***** Source records *****
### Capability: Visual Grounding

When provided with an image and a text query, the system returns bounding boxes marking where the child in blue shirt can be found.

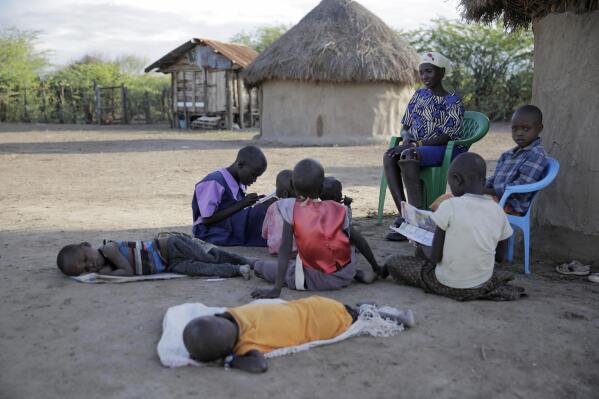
[485,105,547,215]
[56,233,256,279]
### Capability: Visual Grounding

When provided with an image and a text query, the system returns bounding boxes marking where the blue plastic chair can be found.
[499,157,559,274]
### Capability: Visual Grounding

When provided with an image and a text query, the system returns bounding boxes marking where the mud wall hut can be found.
[461,0,599,265]
[145,39,259,129]
[242,0,418,143]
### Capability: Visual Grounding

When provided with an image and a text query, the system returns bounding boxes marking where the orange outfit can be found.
[227,296,352,355]
[293,200,351,274]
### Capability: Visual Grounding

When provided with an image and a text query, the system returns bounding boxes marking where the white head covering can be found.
[420,51,453,76]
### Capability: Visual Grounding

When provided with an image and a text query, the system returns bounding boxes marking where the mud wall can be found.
[261,81,413,144]
[533,11,599,265]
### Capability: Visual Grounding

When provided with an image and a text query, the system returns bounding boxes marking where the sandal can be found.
[555,260,591,276]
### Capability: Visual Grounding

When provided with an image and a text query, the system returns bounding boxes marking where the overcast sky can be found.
[0,0,459,64]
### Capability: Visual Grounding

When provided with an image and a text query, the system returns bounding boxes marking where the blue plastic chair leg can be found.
[505,230,516,262]
[523,229,530,274]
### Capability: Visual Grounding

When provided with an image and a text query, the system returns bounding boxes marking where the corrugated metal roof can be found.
[193,39,258,68]
[145,38,258,72]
*****
## What the exercise asks
Transcribe the lines above, starting from the first one and ending with the line that contains "[420,51,453,76]", both included. Leave the pictures out of your copy.

## Response to this task
### Capability: Visual Grounding

When provided with an image and a text query, the system returns bounding boxes marking where the child in blue shirt can be found.

[485,105,547,215]
[56,233,256,279]
### Capability: Visual Grounding

When provided with an image and a text query, the system returns bounding boxes marking where the blue plastic chair can be found.
[499,157,559,274]
### Capability: Visual Grounding

When provided with an image and a text query, the system returns bounding boxes marking where the mud wall hut can be found.
[461,0,599,265]
[145,39,259,129]
[242,0,418,143]
### Capability: Visual Grounding

When provided with an image and a text query, the system returns bounding boxes marking where the orange outfit can be found.
[227,296,352,355]
[293,200,351,274]
### Capability: Visual Grounding

When provided with an image and a text query, the system returns bounding boxes marking where the white head covering can be found.
[420,51,453,76]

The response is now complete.